**TASKS TO COMPLETE**
A. In the passage on the burqa, why might women sometimes intentionally dull their feminine details? Answer in one to three sentences.
B. Carry on the passage about the burqa and female modesty, starting after its last sentence.

Of course, at this point in my very “Eurocentric” argument, Muslim apologists would point out that the burqa protects and even liberates women from the leering male gaze. In all fairness, this argument is not entirely without merit. Occasionally, we women welcome the option to erase our femininity, at least temporarily. Who among us has not enjoyed the figure-hiding anonymity of an oversized sweatshirt at a particular time of the month, or simply when we’re not in the mood for attention? In addition, and perhaps even more importantly, women probably are driven to modesty to mitigate the disapproval of other women. Female-female competition, which often manifests itself in gossip and name calling, may better explain why we sometimes intentionally dull our feminine details. (My anthropologist friend, David Puts, observes that baggy clothes shield us from the most common of our fellow females’ insults—“slut” or “fat.”) Of course, being forced (by men, other women, or society at large) to conceal one’s body is the issue—not the burqa itself, nor the relative values of modesty and exposure. Star Trek’s Ferengi women are similarly beholden to the masculine whim. These twenty-fifth-century extraterrestrial females are forbidden to earn profit, prohibited to travel without male permission, and forced to remain naked at all times.

**PROVIDED MATERIAL**
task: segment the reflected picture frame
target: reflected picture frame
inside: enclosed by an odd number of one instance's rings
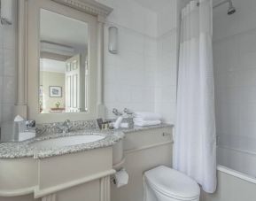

**RESULTS FOR EACH TASK**
A. Women may do it to lessen the disapproval of other women, since female-female competition often shows up as gossip and name calling. Baggy clothes shield them from the most common insults fellow females use, "slut" or "fat."

B.
In recent months, proposed burqa bans in Europe have raised many important questions regarding choice, religious freedom, and societal impositions of dress and femininity. Aren’t such bans in observance of some greater good? Aren’t these bans necessary for public safety, eliminating the burqa as an ideal and ready disguise for terrorists or bank robbers? Shouldn’t modern society prevent oppressive Muslims from subjugating women any further? On the other hand, if we regard liberty as the highest value, shouldn’t we respect the freedom of women who choose to wear burqas? Then again, how do we know women really are choosing to wear burqas? And is it any of our business anyway?
Whatever the answers to these crucial questions, we cannot expect to find them by simply weeping over the evils of earlier generations, picking apart religious text, or, for that matter, writing off all men as oppressors and women as victims. Positive social change requires input from many disciplines, including those oft-neglected disciplines, biology and evolutionary psychology. At the very least, we should be wondering why—scientifically—our checkered human history happened in the first place. We should be wondering how science might help explain the bizarre force that drives men to write laws condemning an entire half of their own species to a prison of thick, dark fabric, and to willingly forfeit even their own visual enjoyment in the process.